Work to complete - Could you render the data from its first line through the line containing "(1076, 601)" as a JSON list of strings, one string per line and no blank lines? Leave the pictures out.

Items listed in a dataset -
== == ==

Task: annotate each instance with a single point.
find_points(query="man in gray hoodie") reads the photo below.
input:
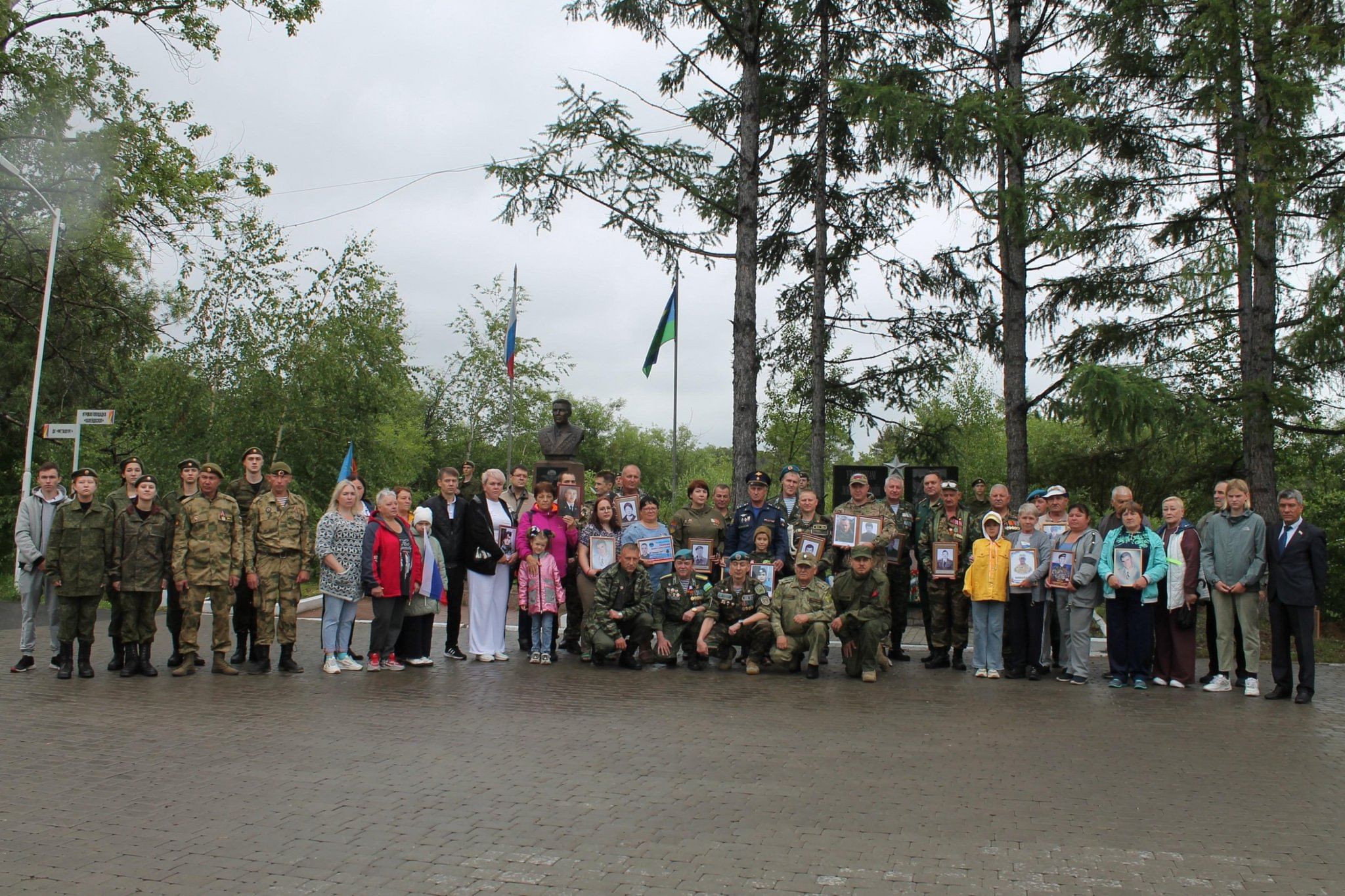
(30, 538)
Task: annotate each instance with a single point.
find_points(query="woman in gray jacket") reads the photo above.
(1076, 601)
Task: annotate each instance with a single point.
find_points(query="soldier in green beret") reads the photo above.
(206, 562)
(801, 610)
(862, 616)
(277, 548)
(678, 603)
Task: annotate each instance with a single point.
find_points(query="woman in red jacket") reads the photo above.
(390, 572)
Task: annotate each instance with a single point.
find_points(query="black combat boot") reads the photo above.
(261, 660)
(287, 658)
(146, 667)
(85, 649)
(118, 656)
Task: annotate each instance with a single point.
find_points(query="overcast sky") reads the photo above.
(404, 88)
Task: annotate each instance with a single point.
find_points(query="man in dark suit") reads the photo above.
(1297, 554)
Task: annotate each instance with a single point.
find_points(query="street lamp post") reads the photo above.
(42, 326)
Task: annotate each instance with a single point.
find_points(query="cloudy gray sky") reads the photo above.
(404, 88)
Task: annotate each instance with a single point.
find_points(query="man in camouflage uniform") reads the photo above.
(899, 562)
(78, 558)
(739, 616)
(862, 616)
(208, 555)
(277, 548)
(142, 565)
(948, 606)
(801, 610)
(681, 599)
(621, 620)
(861, 504)
(187, 472)
(244, 490)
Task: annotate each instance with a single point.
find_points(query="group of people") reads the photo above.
(771, 581)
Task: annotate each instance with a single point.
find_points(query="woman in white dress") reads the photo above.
(487, 568)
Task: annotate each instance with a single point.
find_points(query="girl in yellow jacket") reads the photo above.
(988, 586)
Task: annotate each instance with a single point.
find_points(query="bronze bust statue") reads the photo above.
(562, 440)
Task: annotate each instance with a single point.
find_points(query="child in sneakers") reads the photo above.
(540, 593)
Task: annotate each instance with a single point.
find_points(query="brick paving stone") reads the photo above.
(509, 778)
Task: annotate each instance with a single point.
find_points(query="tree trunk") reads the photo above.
(745, 359)
(818, 454)
(1013, 259)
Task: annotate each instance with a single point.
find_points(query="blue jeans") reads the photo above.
(544, 625)
(988, 643)
(338, 618)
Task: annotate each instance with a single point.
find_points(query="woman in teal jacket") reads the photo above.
(1133, 562)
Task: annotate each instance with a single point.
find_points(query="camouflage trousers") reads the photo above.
(221, 602)
(868, 640)
(277, 582)
(808, 640)
(950, 612)
(137, 616)
(77, 617)
(757, 637)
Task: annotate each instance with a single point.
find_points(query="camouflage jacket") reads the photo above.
(208, 547)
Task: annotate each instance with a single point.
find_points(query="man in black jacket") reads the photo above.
(1297, 554)
(447, 528)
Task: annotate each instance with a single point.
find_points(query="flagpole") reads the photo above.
(513, 316)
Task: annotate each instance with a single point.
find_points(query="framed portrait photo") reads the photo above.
(811, 545)
(701, 553)
(944, 557)
(764, 572)
(1128, 565)
(1023, 562)
(602, 551)
(1060, 574)
(658, 548)
(845, 530)
(627, 509)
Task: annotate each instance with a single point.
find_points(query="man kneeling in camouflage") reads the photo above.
(738, 616)
(801, 610)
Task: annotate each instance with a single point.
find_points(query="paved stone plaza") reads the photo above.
(512, 778)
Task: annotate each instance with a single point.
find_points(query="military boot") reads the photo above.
(119, 656)
(261, 660)
(147, 668)
(287, 658)
(85, 668)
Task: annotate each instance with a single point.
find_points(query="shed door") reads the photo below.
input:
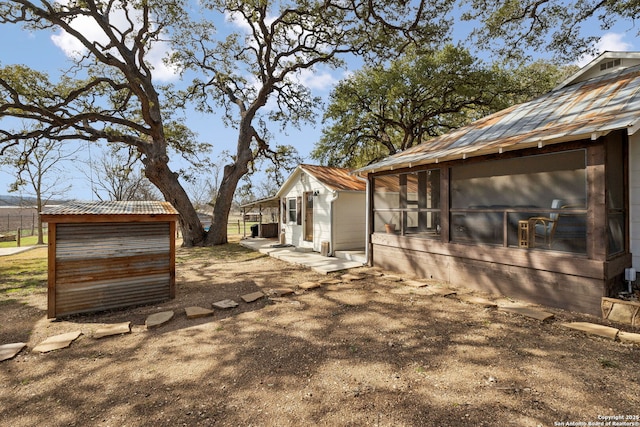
(308, 216)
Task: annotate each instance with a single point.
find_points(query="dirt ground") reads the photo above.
(368, 352)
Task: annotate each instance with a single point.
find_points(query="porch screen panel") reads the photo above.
(489, 197)
(409, 201)
(386, 201)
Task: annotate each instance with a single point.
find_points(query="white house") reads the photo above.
(323, 209)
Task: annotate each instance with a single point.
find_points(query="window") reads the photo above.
(548, 192)
(408, 204)
(292, 212)
(616, 212)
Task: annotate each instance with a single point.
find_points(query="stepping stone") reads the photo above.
(351, 277)
(629, 337)
(9, 351)
(374, 273)
(477, 301)
(281, 292)
(593, 329)
(57, 342)
(158, 319)
(309, 285)
(115, 329)
(225, 303)
(528, 312)
(253, 296)
(197, 312)
(415, 283)
(443, 292)
(330, 282)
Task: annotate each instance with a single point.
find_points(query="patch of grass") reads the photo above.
(230, 252)
(24, 273)
(606, 363)
(24, 241)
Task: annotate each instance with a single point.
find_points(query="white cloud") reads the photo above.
(86, 26)
(608, 42)
(317, 80)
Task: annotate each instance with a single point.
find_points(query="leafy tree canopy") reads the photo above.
(381, 110)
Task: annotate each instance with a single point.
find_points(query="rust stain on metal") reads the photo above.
(576, 111)
(335, 178)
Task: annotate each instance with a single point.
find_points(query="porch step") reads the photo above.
(357, 256)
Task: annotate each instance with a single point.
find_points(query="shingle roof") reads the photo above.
(586, 109)
(112, 208)
(339, 179)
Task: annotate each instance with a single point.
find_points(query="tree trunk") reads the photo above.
(39, 207)
(158, 172)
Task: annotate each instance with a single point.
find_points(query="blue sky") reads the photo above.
(50, 52)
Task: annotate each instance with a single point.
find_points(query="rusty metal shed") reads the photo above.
(106, 255)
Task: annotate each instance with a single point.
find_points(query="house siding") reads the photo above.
(553, 278)
(322, 218)
(349, 221)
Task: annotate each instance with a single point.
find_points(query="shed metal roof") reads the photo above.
(337, 179)
(112, 208)
(586, 109)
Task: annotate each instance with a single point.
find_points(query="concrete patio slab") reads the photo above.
(9, 351)
(312, 260)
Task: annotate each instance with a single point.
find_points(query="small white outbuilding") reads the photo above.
(323, 209)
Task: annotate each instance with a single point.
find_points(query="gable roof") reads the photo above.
(336, 179)
(577, 109)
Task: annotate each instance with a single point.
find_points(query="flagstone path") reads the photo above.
(156, 320)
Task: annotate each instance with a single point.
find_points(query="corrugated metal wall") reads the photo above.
(103, 266)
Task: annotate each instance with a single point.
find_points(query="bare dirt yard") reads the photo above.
(365, 352)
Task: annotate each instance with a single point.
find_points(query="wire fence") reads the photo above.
(19, 227)
(27, 223)
(24, 224)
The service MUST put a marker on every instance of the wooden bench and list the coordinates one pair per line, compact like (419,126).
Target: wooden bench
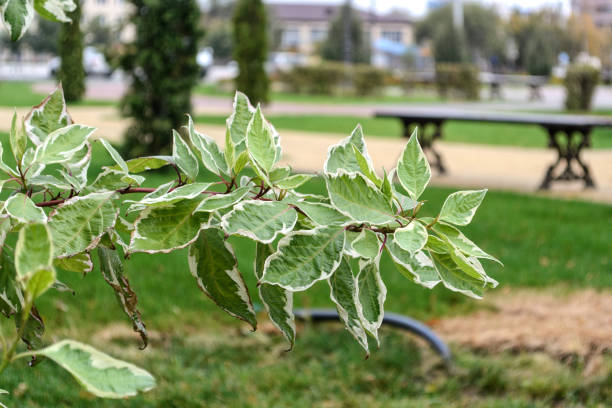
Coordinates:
(567,134)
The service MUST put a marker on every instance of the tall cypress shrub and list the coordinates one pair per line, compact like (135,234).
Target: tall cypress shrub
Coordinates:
(71,72)
(251,49)
(163,69)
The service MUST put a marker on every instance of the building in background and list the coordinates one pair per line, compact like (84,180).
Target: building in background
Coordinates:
(600,11)
(302,27)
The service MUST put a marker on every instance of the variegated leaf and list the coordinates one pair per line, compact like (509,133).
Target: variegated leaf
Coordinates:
(221,201)
(99,373)
(413,169)
(460,207)
(47,117)
(341,156)
(372,293)
(78,224)
(21,208)
(343,292)
(305,257)
(183,157)
(209,152)
(213,264)
(262,221)
(278,301)
(358,198)
(165,229)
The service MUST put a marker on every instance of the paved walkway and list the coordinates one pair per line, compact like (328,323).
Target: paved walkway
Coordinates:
(494,167)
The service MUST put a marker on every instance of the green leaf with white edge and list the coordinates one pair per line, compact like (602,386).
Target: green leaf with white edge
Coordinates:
(460,207)
(343,292)
(21,208)
(372,293)
(460,241)
(261,221)
(238,122)
(358,198)
(413,169)
(18,139)
(230,150)
(305,257)
(17,15)
(186,192)
(99,373)
(47,117)
(260,141)
(412,237)
(213,264)
(418,267)
(142,164)
(365,167)
(4,167)
(277,301)
(367,244)
(294,181)
(455,279)
(78,224)
(341,156)
(323,214)
(435,244)
(62,144)
(209,152)
(386,186)
(113,272)
(220,201)
(183,157)
(45,180)
(55,10)
(115,155)
(241,161)
(79,263)
(34,251)
(76,168)
(165,229)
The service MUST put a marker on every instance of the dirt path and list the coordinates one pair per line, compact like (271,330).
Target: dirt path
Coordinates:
(563,325)
(494,167)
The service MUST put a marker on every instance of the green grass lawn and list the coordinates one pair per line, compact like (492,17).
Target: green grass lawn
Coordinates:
(202,357)
(416,96)
(457,132)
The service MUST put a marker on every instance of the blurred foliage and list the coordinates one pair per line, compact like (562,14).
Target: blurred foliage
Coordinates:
(484,34)
(459,80)
(162,65)
(335,46)
(539,38)
(334,78)
(251,49)
(71,72)
(580,83)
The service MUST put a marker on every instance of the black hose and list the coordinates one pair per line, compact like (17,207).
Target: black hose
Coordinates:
(391,319)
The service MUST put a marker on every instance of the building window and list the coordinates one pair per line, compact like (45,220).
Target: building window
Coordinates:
(290,37)
(318,35)
(392,35)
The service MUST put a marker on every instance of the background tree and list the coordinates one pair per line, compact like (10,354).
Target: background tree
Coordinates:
(335,46)
(539,38)
(71,72)
(484,34)
(251,49)
(163,69)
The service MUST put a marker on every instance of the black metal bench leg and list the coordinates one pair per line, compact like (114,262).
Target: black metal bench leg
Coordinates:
(390,319)
(569,153)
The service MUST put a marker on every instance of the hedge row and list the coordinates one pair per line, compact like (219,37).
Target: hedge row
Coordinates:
(332,78)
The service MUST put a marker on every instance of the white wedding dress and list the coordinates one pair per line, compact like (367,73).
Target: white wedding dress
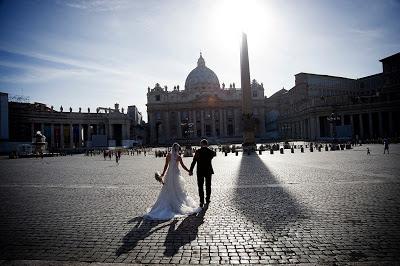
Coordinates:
(173,200)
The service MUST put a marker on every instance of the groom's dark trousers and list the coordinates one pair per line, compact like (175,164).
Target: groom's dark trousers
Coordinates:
(203,159)
(200,184)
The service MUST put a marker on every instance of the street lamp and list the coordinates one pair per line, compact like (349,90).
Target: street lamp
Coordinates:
(332,119)
(285,128)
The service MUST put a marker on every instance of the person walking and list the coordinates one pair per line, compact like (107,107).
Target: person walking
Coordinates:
(385,146)
(203,157)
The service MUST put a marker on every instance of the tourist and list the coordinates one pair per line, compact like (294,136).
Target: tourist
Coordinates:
(385,145)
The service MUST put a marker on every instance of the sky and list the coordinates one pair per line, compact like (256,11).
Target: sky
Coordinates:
(82,53)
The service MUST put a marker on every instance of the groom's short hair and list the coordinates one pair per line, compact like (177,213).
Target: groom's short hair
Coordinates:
(204,142)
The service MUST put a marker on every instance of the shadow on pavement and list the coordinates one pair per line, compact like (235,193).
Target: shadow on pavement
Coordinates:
(142,229)
(185,233)
(261,198)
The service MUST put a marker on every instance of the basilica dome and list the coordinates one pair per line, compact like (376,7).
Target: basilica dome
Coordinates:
(201,77)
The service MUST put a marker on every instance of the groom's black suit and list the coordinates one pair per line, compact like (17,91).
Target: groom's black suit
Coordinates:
(203,157)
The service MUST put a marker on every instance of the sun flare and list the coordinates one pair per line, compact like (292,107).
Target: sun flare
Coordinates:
(230,18)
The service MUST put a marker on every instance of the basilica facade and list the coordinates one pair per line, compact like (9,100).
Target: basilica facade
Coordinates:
(317,108)
(204,108)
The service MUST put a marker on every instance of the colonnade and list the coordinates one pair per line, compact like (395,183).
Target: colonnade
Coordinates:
(364,125)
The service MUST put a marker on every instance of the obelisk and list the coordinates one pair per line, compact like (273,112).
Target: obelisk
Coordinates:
(249,143)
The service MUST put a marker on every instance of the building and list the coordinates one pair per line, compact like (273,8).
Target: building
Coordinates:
(203,109)
(322,107)
(69,130)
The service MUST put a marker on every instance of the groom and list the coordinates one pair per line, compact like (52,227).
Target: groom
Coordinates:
(203,157)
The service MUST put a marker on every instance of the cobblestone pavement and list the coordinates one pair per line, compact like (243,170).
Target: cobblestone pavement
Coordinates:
(320,207)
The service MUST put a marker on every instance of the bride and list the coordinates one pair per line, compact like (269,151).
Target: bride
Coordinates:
(173,200)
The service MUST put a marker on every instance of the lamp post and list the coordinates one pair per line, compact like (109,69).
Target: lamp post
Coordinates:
(332,119)
(187,131)
(285,129)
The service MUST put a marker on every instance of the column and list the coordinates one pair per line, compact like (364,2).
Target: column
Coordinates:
(166,126)
(88,136)
(380,121)
(123,128)
(212,123)
(225,123)
(179,125)
(361,126)
(52,135)
(194,120)
(221,123)
(32,130)
(202,123)
(62,136)
(235,121)
(111,135)
(370,126)
(262,121)
(352,125)
(80,136)
(301,129)
(71,136)
(128,130)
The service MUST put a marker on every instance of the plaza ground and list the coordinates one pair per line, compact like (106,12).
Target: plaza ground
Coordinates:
(320,208)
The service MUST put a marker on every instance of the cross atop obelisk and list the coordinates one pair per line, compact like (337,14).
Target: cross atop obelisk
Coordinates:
(249,143)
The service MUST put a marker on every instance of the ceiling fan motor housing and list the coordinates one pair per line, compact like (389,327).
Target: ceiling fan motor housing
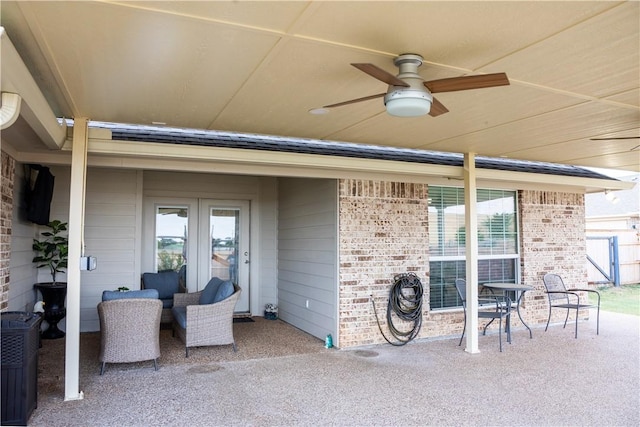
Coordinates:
(414,100)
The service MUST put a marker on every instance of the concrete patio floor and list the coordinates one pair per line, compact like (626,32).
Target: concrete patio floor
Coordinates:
(552,379)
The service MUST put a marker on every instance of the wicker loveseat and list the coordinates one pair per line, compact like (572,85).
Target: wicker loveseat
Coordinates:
(129,327)
(206,318)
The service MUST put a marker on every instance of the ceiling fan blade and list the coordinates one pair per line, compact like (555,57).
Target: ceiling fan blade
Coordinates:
(614,137)
(353,101)
(380,74)
(437,108)
(467,82)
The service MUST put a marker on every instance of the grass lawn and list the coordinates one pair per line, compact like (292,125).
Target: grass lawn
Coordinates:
(624,299)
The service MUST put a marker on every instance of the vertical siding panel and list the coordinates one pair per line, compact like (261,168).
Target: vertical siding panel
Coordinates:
(307,254)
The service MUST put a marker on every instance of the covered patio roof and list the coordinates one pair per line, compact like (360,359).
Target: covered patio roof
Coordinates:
(259,67)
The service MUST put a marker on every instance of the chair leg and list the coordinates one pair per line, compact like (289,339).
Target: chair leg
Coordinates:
(464,328)
(548,319)
(500,333)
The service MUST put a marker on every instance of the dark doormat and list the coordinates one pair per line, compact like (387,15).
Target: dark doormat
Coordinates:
(242,320)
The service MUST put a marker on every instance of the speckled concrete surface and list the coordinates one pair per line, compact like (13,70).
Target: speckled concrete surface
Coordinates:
(552,379)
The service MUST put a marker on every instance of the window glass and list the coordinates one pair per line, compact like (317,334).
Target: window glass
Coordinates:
(497,241)
(171,237)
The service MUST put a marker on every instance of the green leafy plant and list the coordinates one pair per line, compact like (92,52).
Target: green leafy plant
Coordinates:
(52,251)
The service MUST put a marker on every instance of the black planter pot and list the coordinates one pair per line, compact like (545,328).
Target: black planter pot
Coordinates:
(53,295)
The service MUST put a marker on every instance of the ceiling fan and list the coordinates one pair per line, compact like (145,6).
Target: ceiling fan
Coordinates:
(409,95)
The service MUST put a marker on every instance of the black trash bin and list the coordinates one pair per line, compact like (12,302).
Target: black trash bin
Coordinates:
(20,342)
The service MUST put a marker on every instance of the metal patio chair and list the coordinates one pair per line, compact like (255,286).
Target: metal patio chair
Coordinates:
(491,307)
(569,299)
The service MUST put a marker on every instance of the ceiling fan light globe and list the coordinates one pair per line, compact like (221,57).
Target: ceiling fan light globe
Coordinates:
(408,103)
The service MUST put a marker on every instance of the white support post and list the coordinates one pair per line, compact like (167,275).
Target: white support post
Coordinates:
(471,233)
(76,232)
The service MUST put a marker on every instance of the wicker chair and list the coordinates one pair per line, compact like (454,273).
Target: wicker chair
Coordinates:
(206,324)
(130,328)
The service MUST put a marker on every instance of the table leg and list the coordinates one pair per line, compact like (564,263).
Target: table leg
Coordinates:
(520,316)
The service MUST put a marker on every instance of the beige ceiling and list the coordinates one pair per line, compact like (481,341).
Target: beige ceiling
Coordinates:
(260,66)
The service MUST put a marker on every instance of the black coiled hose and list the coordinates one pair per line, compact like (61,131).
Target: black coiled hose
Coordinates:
(405,301)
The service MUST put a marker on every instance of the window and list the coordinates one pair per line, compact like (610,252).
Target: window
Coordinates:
(171,237)
(497,241)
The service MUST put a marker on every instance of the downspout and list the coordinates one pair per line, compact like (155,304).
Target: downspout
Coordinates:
(10,109)
(471,234)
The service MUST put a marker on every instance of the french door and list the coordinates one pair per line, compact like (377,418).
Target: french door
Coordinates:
(209,237)
(224,244)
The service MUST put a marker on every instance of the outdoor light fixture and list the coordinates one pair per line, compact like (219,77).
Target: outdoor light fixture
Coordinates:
(408,103)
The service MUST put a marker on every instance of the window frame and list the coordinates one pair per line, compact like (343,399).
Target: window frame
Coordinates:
(443,285)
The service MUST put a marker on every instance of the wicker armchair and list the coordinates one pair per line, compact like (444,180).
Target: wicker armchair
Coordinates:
(130,328)
(206,324)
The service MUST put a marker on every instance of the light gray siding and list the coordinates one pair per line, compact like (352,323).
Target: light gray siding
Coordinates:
(110,234)
(307,254)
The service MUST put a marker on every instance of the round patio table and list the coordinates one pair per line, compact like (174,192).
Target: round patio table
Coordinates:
(515,287)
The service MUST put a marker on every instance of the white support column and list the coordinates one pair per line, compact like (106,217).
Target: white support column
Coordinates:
(471,229)
(76,237)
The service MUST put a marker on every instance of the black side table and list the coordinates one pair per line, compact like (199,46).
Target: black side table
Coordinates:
(53,296)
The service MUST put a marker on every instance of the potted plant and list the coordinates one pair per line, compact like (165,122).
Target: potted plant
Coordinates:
(53,252)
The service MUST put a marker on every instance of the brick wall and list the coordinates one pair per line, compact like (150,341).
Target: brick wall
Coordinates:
(552,235)
(383,232)
(8,173)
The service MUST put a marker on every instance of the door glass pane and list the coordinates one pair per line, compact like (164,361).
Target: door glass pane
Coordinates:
(225,226)
(171,237)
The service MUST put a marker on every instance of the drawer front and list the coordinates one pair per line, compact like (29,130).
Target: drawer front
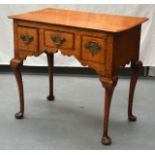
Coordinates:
(93,49)
(59,39)
(27,39)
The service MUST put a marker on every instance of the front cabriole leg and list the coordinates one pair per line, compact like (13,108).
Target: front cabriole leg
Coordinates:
(109,85)
(15,64)
(135,66)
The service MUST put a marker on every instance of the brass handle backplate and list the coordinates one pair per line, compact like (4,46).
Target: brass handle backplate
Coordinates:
(27,39)
(58,40)
(93,47)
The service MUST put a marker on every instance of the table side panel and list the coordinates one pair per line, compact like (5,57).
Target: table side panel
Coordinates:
(126,47)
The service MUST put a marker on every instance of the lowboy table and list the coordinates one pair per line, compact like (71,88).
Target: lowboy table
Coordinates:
(102,42)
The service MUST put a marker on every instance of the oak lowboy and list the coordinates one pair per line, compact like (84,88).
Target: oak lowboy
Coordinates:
(102,42)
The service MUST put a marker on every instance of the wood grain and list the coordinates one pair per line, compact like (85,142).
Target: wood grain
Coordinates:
(102,42)
(88,20)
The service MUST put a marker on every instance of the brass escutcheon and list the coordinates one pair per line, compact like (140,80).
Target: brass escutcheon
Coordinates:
(27,39)
(58,40)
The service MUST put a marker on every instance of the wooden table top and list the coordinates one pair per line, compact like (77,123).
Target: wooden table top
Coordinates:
(88,20)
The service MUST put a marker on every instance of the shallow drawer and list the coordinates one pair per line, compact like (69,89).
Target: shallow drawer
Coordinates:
(59,39)
(93,49)
(27,39)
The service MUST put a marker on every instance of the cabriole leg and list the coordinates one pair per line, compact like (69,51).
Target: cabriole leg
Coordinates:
(135,71)
(109,85)
(15,64)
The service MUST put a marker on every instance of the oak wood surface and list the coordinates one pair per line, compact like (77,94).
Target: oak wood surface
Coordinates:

== == ==

Complete output -
[
  "Task: annotate each instance with a single point.",
  "find_points(query=\"man in gray hoodie\") reads the photo below.",
  "input:",
  "(30, 538)",
  "Task: annotate each instance with a single point.",
  "find_points(query=\"woman in gray jacket\") reads the photo above.",
  "(1076, 601)"
]